## [Tareas por realizar]
1/ En el relato del encuentro con la Guardia Civil, ¿qué árboles abundaban en el lugar donde se oyó el ruido de las hojas?
2/ Prosiga el relato del encuentro con la Guardia Civil a partir de su última frase.

═══ Fragmento del texto

Realizada la operación, tomaron rumbo a Cabrales, con la intención de pasar posteriormente a Liébana. Como era habitual, los desplazamientos se realizaban por la noche, para evitar ser localizados. Esa vez se tropezaron con una patrulla de la Guardia Civil y José Marcos Campillo nos lo contaba así:
« Al asomarnos en una curva cerrada, oímos el ruido de las hojas, que hay muchos castaños y era otoño. Dije yo: –“Cuidado que se han movido las hojas”. No sé quién dijo: –“Seguramente son yeguas”. –“No, que ya han bajado los ganados de los puertos –en eso nos preparamos, yo cargué el cerrojo–. Vamos a ponernos un poco para atrás a observar”. Gildo estaba al lado mío, casi no me dio tiempo, enfocó la linterna. Estarían sentados y al oírnos se habrían escondido detrás de los árboles. Estaban cerca, y nada más enfocarles empezaron a tirar ráfagas. Me tiré al suelo, y empecé a tiros. No veía a los otros. Veía que salían tiros al lado, pero no me daba cuenta. En el último tiro de fusil, oigo una voz junto a mí: –“Me han matado”. Era Guerrero. Los otros, como era pendiente, se fueron corriendo y la Guardia Civil no se dio cuenta; y nosotros que estábamos al lado tampoco nos dimos cuenta que se habían marchado. –“Me cagüen Dios, nos hemos quedado solos”.

══════
═══ Listado de datos

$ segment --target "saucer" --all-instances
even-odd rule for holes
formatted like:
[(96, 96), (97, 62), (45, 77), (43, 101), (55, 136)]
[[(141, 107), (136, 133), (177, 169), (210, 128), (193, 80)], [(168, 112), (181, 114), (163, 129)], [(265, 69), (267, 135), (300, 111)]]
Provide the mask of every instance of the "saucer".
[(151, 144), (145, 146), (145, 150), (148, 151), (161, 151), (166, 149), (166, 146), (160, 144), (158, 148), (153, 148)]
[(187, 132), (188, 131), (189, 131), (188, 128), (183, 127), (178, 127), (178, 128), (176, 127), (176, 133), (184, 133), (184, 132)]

══════

## [Resultados obtenidos]
1/ Castaños.

2/
Le cogí por la mano, y cuando iba por el monte le cargaba a cuestas, que ya no podíamos ir por camino, y cuando entrábamos en algún prado le llevaba de la mano, así hasta que llegué a Cabrales, bueno un poco más arriba, entre Poo y Cabrales, donde habíamos dejado a Pin. –“Te dejo que voy a buscar a Pin, para marcharnos a Liébana y a decir al enlace, a ver si mañana compra en la farmacia algo para curarte; y que nos iremos a curar a tal sitio”. A una casa que está sola, un poco retirada del pueblo y que eran familia. Así lo hice: deje a Guerrero en una finca, me acerqué a la casa y se lo dije: –“Pasó esto, así que venga, prepara el macuto que nos vamos”. A los de la casa les indiqué que se acercaran a una farmacia de confianza a comprar medicinas y que las llevara a otra casa. No es que en la farmacia supieran de nosotros, pero aunque lo sospecharan no dirían nada. Salimos y nos quedamos allí en un bosque, y a la noche siguiente bajamos a la casa donde habíamos quedado con la enlace. La una salía al encuentro de la otra como si fuera un recado. Una casa está en la punta del pueblo y ésta en la carretera, que es donde estaba Pin. Cuando estás en casa no metes ruido, estás en una habitación. Llegamos, comimos algo, me parece que no comí nada, por la paliza que me había pegado. Allí le curé yo, me empezó ayudando el dueño, no es fácil de cortar estas cosas. El hombre se desmayaba, me dijo que no podía ver aquello. Le digo a Pin: –“Coge la linterna. Alumbra aquí”. Yo cortaba y le iba limpiando, hasta que le fui cortando todo en tiras. ¡Me cagüen Dios, y que le pasa igual!, digo: –“Estoy arreglado con vosotros”. Tuve que coger la linterna con los dientes y era redonda de estas grandes, de aquélla tenía buena dentadura. Y le operé, lavarle y cortar. Después se venda y ¡hale!, entonces marchamos…”
El testimonio de Campillo esta extraído de las páginas 230 a 232 del libro: “Del mito a la historia. Guerrilleros, maquis y huidos en los montes de Cantabria”; que publicamos en el 2008.